> [Directions for this task]
An exact transcription of the data below, complete and unaltered, is the expected answer.

> [Data for the task]
----------
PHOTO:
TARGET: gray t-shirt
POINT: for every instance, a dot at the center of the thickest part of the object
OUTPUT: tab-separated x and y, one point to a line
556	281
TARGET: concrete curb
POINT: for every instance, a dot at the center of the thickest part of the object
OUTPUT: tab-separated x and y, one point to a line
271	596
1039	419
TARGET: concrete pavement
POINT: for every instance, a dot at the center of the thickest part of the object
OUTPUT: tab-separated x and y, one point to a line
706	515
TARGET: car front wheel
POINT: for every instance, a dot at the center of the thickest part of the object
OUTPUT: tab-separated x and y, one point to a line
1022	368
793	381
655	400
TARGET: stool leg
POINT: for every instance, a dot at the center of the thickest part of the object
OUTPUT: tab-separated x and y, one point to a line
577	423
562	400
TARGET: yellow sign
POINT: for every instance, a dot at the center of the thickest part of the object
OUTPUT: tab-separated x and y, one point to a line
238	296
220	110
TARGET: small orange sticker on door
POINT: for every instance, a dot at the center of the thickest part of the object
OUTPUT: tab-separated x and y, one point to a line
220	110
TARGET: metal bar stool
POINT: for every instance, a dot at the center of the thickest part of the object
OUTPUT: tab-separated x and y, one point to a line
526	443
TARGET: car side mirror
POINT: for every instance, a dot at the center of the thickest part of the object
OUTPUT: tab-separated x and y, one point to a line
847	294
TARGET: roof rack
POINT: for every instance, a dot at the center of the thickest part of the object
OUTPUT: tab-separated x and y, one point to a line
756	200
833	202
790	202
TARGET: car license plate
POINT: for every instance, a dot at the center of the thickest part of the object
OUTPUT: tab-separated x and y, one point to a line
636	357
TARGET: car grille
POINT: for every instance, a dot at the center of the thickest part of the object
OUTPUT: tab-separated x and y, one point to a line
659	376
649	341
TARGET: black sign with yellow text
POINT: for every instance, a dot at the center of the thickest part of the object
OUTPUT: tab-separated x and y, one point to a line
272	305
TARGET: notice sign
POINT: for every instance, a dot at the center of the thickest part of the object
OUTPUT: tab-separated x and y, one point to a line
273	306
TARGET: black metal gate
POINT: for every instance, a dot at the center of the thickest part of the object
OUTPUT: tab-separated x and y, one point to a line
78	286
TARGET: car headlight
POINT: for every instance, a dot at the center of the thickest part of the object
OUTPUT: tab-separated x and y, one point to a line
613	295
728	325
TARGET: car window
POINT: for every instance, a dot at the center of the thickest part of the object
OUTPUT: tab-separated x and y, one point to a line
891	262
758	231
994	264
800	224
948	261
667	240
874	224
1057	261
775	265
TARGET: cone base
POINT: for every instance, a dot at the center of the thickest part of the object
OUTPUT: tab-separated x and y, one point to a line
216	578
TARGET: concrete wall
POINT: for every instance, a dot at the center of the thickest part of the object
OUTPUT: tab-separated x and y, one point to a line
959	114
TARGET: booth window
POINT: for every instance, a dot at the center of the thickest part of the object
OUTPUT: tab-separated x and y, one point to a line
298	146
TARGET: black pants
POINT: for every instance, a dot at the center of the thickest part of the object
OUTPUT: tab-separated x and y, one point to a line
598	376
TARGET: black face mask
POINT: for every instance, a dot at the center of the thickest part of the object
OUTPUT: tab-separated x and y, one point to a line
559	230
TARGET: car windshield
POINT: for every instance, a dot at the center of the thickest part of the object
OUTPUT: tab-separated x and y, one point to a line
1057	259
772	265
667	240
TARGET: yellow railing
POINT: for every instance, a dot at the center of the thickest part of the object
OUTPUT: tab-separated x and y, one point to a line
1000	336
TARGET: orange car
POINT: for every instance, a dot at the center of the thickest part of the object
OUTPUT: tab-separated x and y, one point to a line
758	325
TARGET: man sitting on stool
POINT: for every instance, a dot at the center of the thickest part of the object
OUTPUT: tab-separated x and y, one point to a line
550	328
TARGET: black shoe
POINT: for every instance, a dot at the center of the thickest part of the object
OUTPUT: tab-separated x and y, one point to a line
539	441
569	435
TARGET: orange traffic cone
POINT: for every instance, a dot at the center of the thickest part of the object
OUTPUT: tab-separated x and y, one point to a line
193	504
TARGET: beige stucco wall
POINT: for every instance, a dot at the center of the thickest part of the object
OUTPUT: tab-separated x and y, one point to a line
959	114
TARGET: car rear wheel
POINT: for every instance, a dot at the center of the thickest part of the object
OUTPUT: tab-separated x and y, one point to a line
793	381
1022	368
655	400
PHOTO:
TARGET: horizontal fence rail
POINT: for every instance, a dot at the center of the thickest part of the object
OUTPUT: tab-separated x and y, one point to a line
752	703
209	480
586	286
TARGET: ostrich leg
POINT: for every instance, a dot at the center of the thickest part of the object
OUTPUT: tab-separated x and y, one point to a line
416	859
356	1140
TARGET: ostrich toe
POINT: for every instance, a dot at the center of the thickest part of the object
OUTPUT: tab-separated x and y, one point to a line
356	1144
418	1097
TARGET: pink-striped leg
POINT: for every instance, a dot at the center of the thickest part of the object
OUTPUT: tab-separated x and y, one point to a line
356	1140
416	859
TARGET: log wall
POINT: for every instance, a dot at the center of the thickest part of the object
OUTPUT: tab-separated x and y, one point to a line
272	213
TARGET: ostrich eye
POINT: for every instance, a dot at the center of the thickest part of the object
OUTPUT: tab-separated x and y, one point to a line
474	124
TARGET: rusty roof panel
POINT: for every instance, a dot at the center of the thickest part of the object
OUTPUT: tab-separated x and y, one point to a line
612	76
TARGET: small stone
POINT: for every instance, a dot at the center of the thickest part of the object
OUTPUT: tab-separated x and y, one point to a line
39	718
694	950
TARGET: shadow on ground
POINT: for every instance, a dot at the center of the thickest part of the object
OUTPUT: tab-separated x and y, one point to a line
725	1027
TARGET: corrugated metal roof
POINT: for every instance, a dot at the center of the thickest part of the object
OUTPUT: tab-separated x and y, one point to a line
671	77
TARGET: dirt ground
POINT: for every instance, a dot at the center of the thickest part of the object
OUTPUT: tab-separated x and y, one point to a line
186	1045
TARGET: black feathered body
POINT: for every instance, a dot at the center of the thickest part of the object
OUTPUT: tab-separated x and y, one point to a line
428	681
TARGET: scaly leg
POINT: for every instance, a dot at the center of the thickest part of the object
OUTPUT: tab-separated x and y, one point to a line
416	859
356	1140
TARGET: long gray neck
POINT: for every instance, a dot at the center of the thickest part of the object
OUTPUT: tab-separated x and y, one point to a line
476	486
----------
> [Response below]
PHOTO:
TARGET: gray t-shirt
POINT: for every instance, a dot at the center of the thickest part of the object
OUTPUT: tab-separated x and y, one point to a line
556	281
TARGET: concrete curb
POINT: for every instance, a dot at the center of the thickest part of the object
OUTPUT: tab-separated x and y, one point to a line
271	596
1039	419
TARGET: concrete pavement
POINT: for every instance, a dot at the center of the thickest part of the object
OUTPUT: tab-separated x and y, one point to a line
706	515
TARGET: car front wheel
POINT: for every instance, a dot at the center of the thickest part of the object
OUTPUT: tab-separated x and y, one point to a line
1022	368
793	381
655	400
TARGET: stool leg
POINT: for every instance, a dot at the center of the thickest part of the object
OUTPUT: tab-separated x and y, one point to a line
577	423
562	400
TARGET: yellow sign
POINT: for every instance, a dot at the center of the thickest part of the object
OUTPUT: tab-separated x and y, one point to a line
238	296
220	110
TARGET: small orange sticker on door
POINT: for every instance, a dot at the center of the thickest part of the object
OUTPUT: tab-separated x and y, one point to a line
220	110
TARGET: metal bar stool
POINT: for every instance, a dot at the center of the thickest part of the object
OUTPUT: tab-separated x and y, one point to a line
526	443
TARGET: car side mirror
POINT: for every instance, a dot at the center of the thickest part of the object
OUTPUT: tab-separated x and y, one point to a line
847	294
TARGET: roof rack
POINT: for every instance, a dot at the center of the thickest part of the object
OUTPUT: tab-separated x and y, one point to a line
756	200
833	202
790	202
TARGET: car license plate
POINT: for every instance, a dot at the center of the thickest part of the object
OUTPUT: tab-separated x and y, one point to a line
636	357
TARGET: car grille
POINT: for every instance, a dot at the center of the thickest part of the object
OUTPUT: tab-separated x and y, one point to a line
659	376
649	341
TARGET: black sign with yellow text
POINT: for every instance, a dot at the center of the thickest part of the object
OUTPUT: tab-separated x and y, one point to a line
272	305
TARGET: notice sign
POINT: for every instance, a dot at the center of the thickest part of the object
OUTPUT: tab-separated x and y, one point to a line
273	306
TARGET: black metal gate
POINT: for every instance, a dot at the center of the thickest part of the object
OUTPUT: tab-separated x and y, one point to a line
78	286
TARGET: car headlight
POINT: for every instance, a dot at the center of the thickest part of the object
OUTPUT: tab-separated x and y, one point to a line
613	295
728	325
TARGET: car window
POINT: for every instance, a dot at the center of the thickest part of the object
OUTPUT: tab-separated x and y, one point to a line
891	262
758	231
994	264
800	224
948	261
667	240
874	224
1057	261
775	265
TARGET: cone base
POINT: for every instance, a dot at the center of the thickest part of the object
OUTPUT: tab-separated x and y, one point to a line
216	578
TARGET: concrete wall
POINT: for every instance, a dot at the center of the thickest part of the object
OUTPUT: tab-separated x and y, one point to a line
959	114
TARGET: booth window
POINT: for every instance, a dot at the center of the thickest part of the object
OUTPUT: tab-separated x and y, one point to a line
298	146
TARGET: black pants
POINT: for every instance, a dot at the center of the thickest part of the object
OUTPUT: tab-separated x and y, one point to a line
598	376
TARGET: black face mask
POINT: for every instance, a dot at the center of the thickest part of the object
OUTPUT: tab-separated x and y, one point to a line
559	230
TARGET: car windshield
POINT: for every instance, a dot at the center of the thickest part of the object
OUTPUT: tab-separated x and y, one point to a line
1057	259
772	265
667	240
TARGET: yellow railing
POINT: for every instance, a dot at the center of the thickest part of the object
OUTPUT: tab-separated x and y, one point to a line
1000	336
TARGET: orange car
POINT: for every instance, a dot at the center of the thickest part of the object
OUTPUT: tab-separated x and y, one point to a line
758	325
TARGET: man sitting on stool
POINT: for every instance, a dot at the center of the thickest part of the object
OUTPUT: tab-separated x and y, one point to a line
550	328
TARGET: black shoe
POINT: for every instance, a dot at the center of the thickest part of the object
OUTPUT: tab-separated x and y, one point to a line
539	441
569	435
TARGET: orange traffic cone
POINT: for every instance, a dot at the center of the thickest part of the object
OUTPUT: tab-separated x and y, one point to a line
193	504
TARGET: beige stucco wall
POINT: for every instance, a dot at the center of the thickest part of the object
OUTPUT: tab-separated x and y, one point to a line
959	114
TARGET: car rear wheel
POINT: for every instance, a dot at the center of the thickest part of the object
OUTPUT: tab-separated x and y, one point to a line
793	381
1022	368
655	400
PHOTO:
TARGET: horizontal fence rail
POINT: for every instance, a dot at the center of the thickest part of the object
OUTPUT: tab-separated x and y, one point to a line
752	703
209	480
586	286
TARGET: ostrich leg
POINT: for every instance, a dot at the center of the thickest part of the object
OUTPUT: tab-separated x and y, one point to a line
416	859
356	1140
TARGET: ostrich toe
POINT: for every instance, a dot at the center of the thickest part of the object
OUTPUT: tab-separated x and y, one point to a line
356	1144
418	1097
TARGET: pink-striped leg
POINT: for every instance, a dot at the center of the thickest part of the object
OUTPUT: tab-separated x and y, one point to a line
356	1140
416	859
TARGET: log wall
POINT: for every instance, a dot at the center of the thickest part of the object
OUTPUT: tab-separated x and y, one point to a line
272	213
TARGET: ostrich eye
POINT: for every instance, a dot at the center of the thickest part of the object
OUTPUT: tab-separated x and y, one point to a line
474	124
TARGET: rusty roof panel
POINT: for every instance, a dot at the center of the thickest part of the object
OUTPUT: tab-separated x and y, one point to a line
612	76
TARGET: small stone
POINT: for every instance, a dot at the center of the thickest part of the object
OUTPUT: tab-separated x and y, one point to a line
39	718
694	950
TARGET: shadow on ground
POINT: for every instance, a dot at the center of the thickest part of the object
OUTPUT: tab-separated x and y, one point to a line
725	1027
TARGET: corrugated metal roof
POINT: for every instance, a dot at the center of the thickest part of the object
OUTPUT: tab-separated x and y, one point to a line
671	77
TARGET: dirt ground
POINT: for every instance, a dot at the center of the thickest part of the object
OUTPUT: tab-separated x and y, one point to a line
186	1045
TARGET: black feathered body
POINT: for every instance, a dot at the center of the thickest part of the object
OUTPUT: tab-separated x and y, one point to a line
428	681
TARGET: scaly leg
POINT: for every instance, a dot at the center of the thickest part of the object
OUTPUT: tab-separated x and y, one point to a line
416	859
356	1140
TARGET: long gray neck
POINT: for every instance, a dot at the center of the thickest part of the object
OUTPUT: tab-separated x and y, one point to a line
476	486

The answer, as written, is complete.